### Description of the task
Determine how many lines in the entries below contain the word "device". The reply is that number alone.

━━━━━ Dataset excerpts ━━━━━

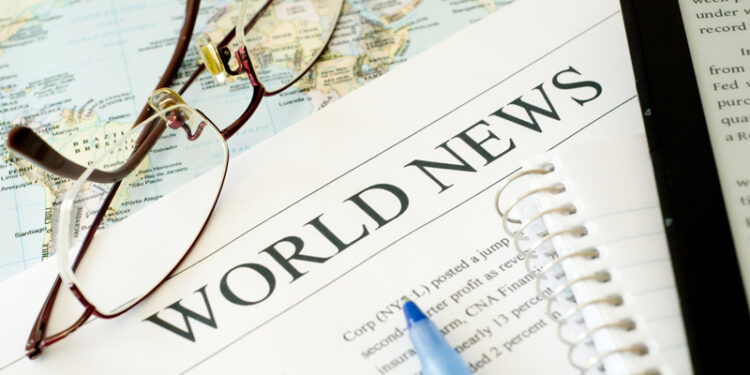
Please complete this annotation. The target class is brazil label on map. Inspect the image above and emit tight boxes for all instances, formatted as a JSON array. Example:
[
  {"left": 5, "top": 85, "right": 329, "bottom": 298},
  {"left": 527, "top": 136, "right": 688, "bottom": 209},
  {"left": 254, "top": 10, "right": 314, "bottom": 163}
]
[{"left": 0, "top": 0, "right": 513, "bottom": 282}]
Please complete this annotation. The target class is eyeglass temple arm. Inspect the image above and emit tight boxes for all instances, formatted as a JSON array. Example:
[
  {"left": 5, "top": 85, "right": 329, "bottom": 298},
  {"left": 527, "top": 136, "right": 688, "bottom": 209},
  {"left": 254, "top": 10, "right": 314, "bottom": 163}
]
[
  {"left": 22, "top": 0, "right": 203, "bottom": 360},
  {"left": 135, "top": 0, "right": 200, "bottom": 121},
  {"left": 6, "top": 122, "right": 167, "bottom": 184},
  {"left": 127, "top": 0, "right": 202, "bottom": 147},
  {"left": 26, "top": 175, "right": 121, "bottom": 358},
  {"left": 25, "top": 276, "right": 94, "bottom": 359}
]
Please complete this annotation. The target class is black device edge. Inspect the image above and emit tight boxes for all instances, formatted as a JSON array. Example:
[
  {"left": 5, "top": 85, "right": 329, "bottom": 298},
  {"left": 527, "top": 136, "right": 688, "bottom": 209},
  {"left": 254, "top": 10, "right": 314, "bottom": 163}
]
[{"left": 618, "top": 1, "right": 750, "bottom": 373}]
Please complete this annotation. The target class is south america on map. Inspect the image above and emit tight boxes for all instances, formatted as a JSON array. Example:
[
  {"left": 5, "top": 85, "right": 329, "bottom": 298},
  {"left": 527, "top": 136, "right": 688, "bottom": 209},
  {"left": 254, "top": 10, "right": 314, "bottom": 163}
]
[{"left": 0, "top": 0, "right": 514, "bottom": 281}]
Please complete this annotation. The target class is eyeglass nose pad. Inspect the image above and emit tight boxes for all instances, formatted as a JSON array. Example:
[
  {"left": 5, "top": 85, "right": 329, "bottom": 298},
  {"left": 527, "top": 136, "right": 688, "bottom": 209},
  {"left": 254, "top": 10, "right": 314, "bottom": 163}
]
[
  {"left": 148, "top": 87, "right": 186, "bottom": 110},
  {"left": 148, "top": 88, "right": 193, "bottom": 125},
  {"left": 196, "top": 33, "right": 231, "bottom": 85}
]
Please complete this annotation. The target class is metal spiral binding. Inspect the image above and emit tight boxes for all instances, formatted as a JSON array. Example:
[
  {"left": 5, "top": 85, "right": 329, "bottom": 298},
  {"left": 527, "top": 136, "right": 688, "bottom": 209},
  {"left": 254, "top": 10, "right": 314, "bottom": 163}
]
[{"left": 495, "top": 162, "right": 660, "bottom": 375}]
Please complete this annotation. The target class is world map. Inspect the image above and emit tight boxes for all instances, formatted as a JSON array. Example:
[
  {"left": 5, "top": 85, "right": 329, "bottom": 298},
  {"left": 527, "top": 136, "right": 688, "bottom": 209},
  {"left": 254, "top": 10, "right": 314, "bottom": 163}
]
[{"left": 0, "top": 0, "right": 514, "bottom": 282}]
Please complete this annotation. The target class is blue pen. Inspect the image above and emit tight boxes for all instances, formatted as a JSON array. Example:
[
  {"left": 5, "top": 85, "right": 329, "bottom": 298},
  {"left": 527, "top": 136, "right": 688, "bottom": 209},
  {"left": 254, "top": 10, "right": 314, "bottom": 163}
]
[{"left": 403, "top": 300, "right": 472, "bottom": 375}]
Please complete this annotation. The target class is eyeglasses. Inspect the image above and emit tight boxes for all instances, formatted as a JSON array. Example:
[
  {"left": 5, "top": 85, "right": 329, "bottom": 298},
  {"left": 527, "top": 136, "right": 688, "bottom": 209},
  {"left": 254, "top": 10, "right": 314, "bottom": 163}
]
[{"left": 6, "top": 0, "right": 344, "bottom": 358}]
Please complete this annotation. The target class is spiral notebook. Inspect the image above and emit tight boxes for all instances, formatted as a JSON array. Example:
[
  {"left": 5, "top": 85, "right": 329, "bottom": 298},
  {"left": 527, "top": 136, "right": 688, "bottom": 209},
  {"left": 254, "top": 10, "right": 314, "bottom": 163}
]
[{"left": 497, "top": 135, "right": 692, "bottom": 374}]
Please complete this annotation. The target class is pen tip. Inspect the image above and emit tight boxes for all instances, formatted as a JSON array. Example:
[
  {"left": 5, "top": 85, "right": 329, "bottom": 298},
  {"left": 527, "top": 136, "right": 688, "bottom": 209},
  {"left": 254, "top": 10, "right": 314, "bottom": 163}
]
[{"left": 403, "top": 300, "right": 427, "bottom": 328}]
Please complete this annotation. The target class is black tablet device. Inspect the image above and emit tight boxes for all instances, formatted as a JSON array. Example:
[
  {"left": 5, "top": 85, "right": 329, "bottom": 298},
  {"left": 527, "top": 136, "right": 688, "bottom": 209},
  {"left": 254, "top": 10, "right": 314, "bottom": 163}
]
[{"left": 618, "top": 0, "right": 750, "bottom": 373}]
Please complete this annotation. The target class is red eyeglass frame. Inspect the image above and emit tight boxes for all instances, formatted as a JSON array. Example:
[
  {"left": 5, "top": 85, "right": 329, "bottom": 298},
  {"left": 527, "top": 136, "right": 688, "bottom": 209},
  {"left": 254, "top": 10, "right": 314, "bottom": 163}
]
[{"left": 6, "top": 0, "right": 343, "bottom": 358}]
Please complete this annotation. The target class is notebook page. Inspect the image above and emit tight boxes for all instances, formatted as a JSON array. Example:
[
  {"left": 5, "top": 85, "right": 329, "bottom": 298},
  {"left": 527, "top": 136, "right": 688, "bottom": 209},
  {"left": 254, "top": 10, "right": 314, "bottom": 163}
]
[{"left": 525, "top": 135, "right": 692, "bottom": 375}]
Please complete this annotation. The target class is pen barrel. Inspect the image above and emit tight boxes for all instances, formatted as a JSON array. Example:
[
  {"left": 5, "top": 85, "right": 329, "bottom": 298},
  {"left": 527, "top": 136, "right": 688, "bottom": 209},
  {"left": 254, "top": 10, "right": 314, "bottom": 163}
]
[{"left": 409, "top": 320, "right": 472, "bottom": 375}]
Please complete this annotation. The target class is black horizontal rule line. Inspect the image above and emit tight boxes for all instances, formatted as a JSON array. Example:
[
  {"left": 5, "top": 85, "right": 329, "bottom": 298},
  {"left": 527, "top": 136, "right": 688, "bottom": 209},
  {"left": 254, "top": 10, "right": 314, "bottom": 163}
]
[
  {"left": 170, "top": 9, "right": 622, "bottom": 279},
  {"left": 181, "top": 93, "right": 633, "bottom": 372},
  {"left": 548, "top": 95, "right": 637, "bottom": 151}
]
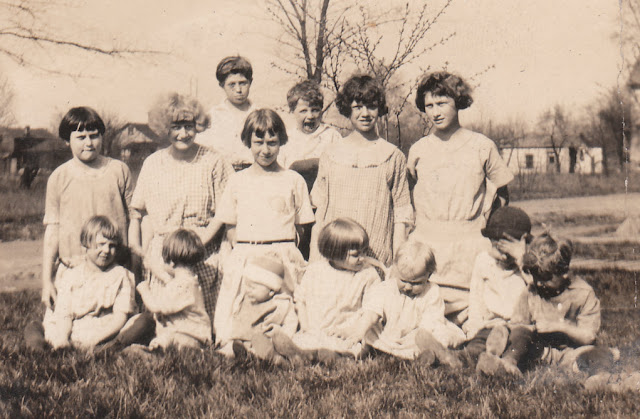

━━━━━

### Result
2